# PASSAGE GIVEN
Like most suburban ‘80s kids, I found out about The Cult via MTVs saturation-play of “She Sells Sanctuary,” which managed to break out of the alternawhatever programming blocks to find a place in regular daily rotation. I really did adore the absolute shit out of the album that spawned it, Love, and so I backtracked to their excellent prior album Dreamtime. But hearing concert recordings almost completely ruined even those great albums for me. Their live energy made the studio recordings seem so tepid and anemic by comparison, I nearly stopped listening to them.
 

 
Of course, they famously and drastically ramped up the energy with their next album, Electric, but while I enjoy that album a great deal now, I was disappointed when it was released. I saw them as Judases, pandering to bonehead wallets by copping arena buttrock tropes. Of course, I was just being an overly tribalistic kid. The reality was that this was a band finding itself in its desire to rock the fuck out, and didn’t see any point in hiding it since they were already trying to tap that sort of energy in their relatively fey gothic flowerchild era, and one could make the case that they foresaw the underground’s phasing-out of mall-goth trappings in favor of heavier sounds. A pair of 1986 performances gives a taste of that transition.

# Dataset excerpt

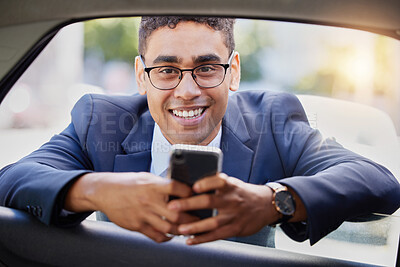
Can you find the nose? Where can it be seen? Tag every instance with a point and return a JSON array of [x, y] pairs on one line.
[[187, 88]]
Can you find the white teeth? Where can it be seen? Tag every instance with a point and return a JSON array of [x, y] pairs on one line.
[[188, 114]]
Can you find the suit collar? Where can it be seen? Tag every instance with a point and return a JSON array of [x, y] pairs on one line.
[[140, 136]]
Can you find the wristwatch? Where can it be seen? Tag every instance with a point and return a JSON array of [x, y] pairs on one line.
[[283, 202]]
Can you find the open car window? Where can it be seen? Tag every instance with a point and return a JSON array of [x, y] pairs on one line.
[[347, 81]]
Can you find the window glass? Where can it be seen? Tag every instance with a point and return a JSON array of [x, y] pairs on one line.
[[347, 81]]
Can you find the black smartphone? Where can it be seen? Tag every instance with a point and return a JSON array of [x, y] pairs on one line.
[[189, 163]]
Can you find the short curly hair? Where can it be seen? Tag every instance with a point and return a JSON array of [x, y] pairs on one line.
[[149, 24]]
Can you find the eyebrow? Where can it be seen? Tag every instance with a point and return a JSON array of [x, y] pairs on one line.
[[206, 58]]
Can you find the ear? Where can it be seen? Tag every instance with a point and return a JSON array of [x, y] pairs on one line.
[[235, 72], [140, 76]]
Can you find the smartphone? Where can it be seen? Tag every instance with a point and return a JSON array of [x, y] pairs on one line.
[[190, 163]]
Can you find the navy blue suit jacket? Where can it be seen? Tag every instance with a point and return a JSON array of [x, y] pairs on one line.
[[265, 137]]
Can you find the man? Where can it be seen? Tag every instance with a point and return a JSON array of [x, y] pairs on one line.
[[108, 159]]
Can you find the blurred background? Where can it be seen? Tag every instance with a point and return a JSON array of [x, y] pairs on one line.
[[98, 56]]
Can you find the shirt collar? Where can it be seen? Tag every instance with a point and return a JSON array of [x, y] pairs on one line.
[[160, 149]]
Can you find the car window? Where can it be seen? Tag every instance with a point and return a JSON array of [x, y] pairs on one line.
[[347, 81]]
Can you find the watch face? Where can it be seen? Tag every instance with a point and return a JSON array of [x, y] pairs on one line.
[[284, 202]]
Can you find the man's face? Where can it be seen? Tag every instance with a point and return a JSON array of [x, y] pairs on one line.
[[187, 46]]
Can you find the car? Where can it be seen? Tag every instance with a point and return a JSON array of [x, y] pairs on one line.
[[27, 28]]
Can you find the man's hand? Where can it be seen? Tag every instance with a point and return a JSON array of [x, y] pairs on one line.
[[135, 201], [243, 209]]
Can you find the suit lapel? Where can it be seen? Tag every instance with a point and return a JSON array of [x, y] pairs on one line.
[[237, 156], [137, 147]]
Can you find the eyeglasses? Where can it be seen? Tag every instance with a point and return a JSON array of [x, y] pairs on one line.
[[205, 76]]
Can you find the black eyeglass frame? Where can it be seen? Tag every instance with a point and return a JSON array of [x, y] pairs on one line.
[[225, 66]]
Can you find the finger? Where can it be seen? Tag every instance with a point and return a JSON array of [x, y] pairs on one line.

# TASKS TO PERFORM
[A] Answer the following questions using the passage on The Cult.
(i) Which song of The Cult did the writer first encounter through MTV?
(ii) Which earlier album did the writer go back to after Love?
(iii) With which album did the band drastically ramp up its energy?
[B] Summarize the passage on The Cult in two sentences.
[C] Write what comes next in the passage on The Cult, beginning after its final sentence.

# RESPONSES
[A]
(i) "She Sells Sanctuary."
(ii) Dreamtime.
(iii) Electric.

[B] The writer discovered The Cult through MTV's heavy rotation of "She Sells Sanctuary" and loved the album Love and the earlier Dreamtime, but the band's concert recordings made those studio albums seem tepid by comparison. The writer was at first disappointed by the more energetic follow-up, Electric, and saw the band as pandering to arena audiences, but now enjoys the album as the work of a band embracing its desire to rock, a transition that a pair of 1986 performances illustrates.

[C]
 

 
That was a TV appearance, with all songs culled from the Love LP, though bafflingly, the big puttin’-asses-in-seats single “She Sells Sanctuary” isn’t included. They’re still firmly in the gothy-pop realm, though the energy there noticeably bests the LP.

Now check this out. This is a concert from Finland, later that same year, when the band was working on their next album. It was to be titled Peace, but the original recordings were was entirely jettisoned. Def Jam’s Rick Rubin re-recorded the material, treating it like an AC/DC album, and it eventually saw release retitled Electric, with the band awkwardly beginning to affect an attempted badass persona. But pay attention to the version of “Love Removal Machine” that they play. It’s the rejected original, and it’s pretty well unrecognizable to fans who’ve only heard the LP/single version. Those original scrapped tracks have been released as the limited Manor Sessions EP, and on the Rare Cult box set, but both of those are now rare, out of print collectibles. That material was at last made available again last year, under the title Electric Peace, which as you’ve surely guessed is a 2XLP containing both versions of the album.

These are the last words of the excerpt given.